Climacogram: ‘Noise’, Periodicity & Trends

It’s nice to have sharp good natured commenters! While discussing the ambiguity of climacograms with David L. Hagen, I explained why I am not convinced by many estimates of Hurst coefficients based on “observed” data

How does it follow that models underestimating major oceanic or atmospheric oscillations means the honest-to-goodness Hurst coefficient is under-estimated in the earth? (Real question because I’m pretty sure that I can show that if long time constant oscillations are present — and they are really peaks in the spectrum– computing the Hurst coefficient using a time series shorter than than the time period of the oscillation will result in an estimate of the observed Hurst coefficient that is much too high.)

Moreover, DK’s analysis computes the Hurst while neglecting scales longer than 1/10th the full length of the time period T (which I think is his practice based emails), then if he has a 100 year time period, and oscillations with periodicities greater than 10 years even exists his climacograms will over estimate the observed Hurst coefficient for the real process. (I’m pretty sure can show this and will if people want to see.)

Of course readers are aware I have similar reservations about interpreting trimmed climacograms when data contain a forced trend. My point here is not that data that might appear Hurst based on truncated climacograms is not Hurst. My point is that if one even suspects the existence of either

  • A forced trend.
  • Forced periodicity (e.g. Milankovich cycles)
  • A strong spike in the spectrum for natural variability with at any particular frequency (e.g. ENSO/AMO/NAO) or
  • All three together

Then one must be very careful when interpreting climacograms. Each one alone can cause the shape of the climacogram for natural variability alone appear Hurst when it is not. In cases where the natural variability is Hurst, the presence of any of will result in inflating the computed Hurst coefficient if the Hurst coefficient is computed based on too-short time series.

As I was just saying something based on what I’d seem based on explorations of synthetic data, I thought someone would challenge me and ask me to show my synthetic results. But Dewitt did something even better: He went out and snagged observational data that will be qualitatively similar to my results with synthetic data. This is Dewitt’s response:


I think I know what you mean. I just did a climacogram for Cryosphere Today Arctic ice area daily anomaly. I used the first 8192 points and there’s a clear reversal in slope at large scale that is too large to be the uncertainty in the standard deviation because of too few points. But a trend would do exactly that. It looked like it was going to be Markovian until the slope reversed (graph here). A graph using the last 8192 points would probably be even worse as the loss trend is larger for the most recent data.

Credit: Dewitt Payne.


Having looked at a bunch of climacograms based on synthetic data, I’ll tell you that my first wild-ass-guess for this climacogram is the sort of thing we would see if the “natural variability” is ARIMA+ oscillation and the forced component is (Determinisitic linear trend). I cannot tell from the climacogram if the “oscillation” is distinct deterministic periodicity or “natural variability” with an oscillation because I’m not sure climacograms are extremely precise tools for this. Also: I could not go so far as to say the system really does have those features. It may be that if we had longer time data it would discover there is yet another oscillation with a time scale longer than k=8 or so. But we don’t have that data.

------------------------

> REQUIREMENTS
A) According to the climacogram post, what data set did Dewitt use for his climacogram?
B) Proceed with the climacogram post, picking up after its last sentence.

Position identification records
------------------------

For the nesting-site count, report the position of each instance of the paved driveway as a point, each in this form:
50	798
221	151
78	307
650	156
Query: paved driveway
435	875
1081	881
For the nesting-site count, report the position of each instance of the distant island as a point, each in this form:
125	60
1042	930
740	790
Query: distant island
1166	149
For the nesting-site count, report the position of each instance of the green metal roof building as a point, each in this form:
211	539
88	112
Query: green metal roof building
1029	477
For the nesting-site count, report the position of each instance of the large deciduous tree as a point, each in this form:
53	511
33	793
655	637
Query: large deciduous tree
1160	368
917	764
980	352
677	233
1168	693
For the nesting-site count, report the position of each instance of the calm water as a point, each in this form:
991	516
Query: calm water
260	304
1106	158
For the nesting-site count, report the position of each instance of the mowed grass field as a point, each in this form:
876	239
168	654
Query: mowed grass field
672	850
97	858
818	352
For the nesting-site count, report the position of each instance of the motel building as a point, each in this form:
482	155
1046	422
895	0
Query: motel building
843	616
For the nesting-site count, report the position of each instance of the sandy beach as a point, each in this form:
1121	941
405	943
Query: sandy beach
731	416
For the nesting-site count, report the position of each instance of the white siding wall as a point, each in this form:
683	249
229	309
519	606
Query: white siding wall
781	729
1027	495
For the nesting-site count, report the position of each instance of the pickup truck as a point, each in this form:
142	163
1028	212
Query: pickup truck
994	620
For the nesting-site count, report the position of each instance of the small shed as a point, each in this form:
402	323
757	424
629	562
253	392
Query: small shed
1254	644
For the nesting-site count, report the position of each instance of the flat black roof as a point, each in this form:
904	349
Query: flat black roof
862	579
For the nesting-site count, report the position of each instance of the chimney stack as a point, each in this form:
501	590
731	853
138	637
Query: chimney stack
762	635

------------------------

> RESPONSES IN ORDER
A) Cryosphere Today Arctic ice area daily anomaly, using the first 8192 points.

B)
Nevertheless, the reason I think this looks like part of the natural variability looks ARIMA is the climacogram exhibits ‘concave down’ behavior near k=0. This is typical of ARIMA, in fact it’s typical of AR1. The reason I suspect an oscillation is the “crash” near k-=2 to 2.5. Because the crash is “slowish” (to use an uber technical term) I suspect it’s an oscillation, not distinct periodicity. The reason I suspect a trend is there is a strong uptick after k=3. I will admit that some people would caution that the final data points in an untrimmed climacogram are noisy, but I would also suggest that Dewitt is correct when he write “that is too large to be the uncertainty in the standard deviation because of too few points”

Synthetic Climacograms
To explain this, I’m going to show the features of a synthetic data with known “natural variability”, deterministic periodicity and a deterministic trend. I’ll begin by showing pure natural variability and then add each deterministic component.

Below, you can see ten replicate samples of climacograms fit to a series of 2^16 (i.e. 65536) “days” worth of synthetic “sea ice area” data from an AR1 process with a lag 1 coefficient of R=0.7.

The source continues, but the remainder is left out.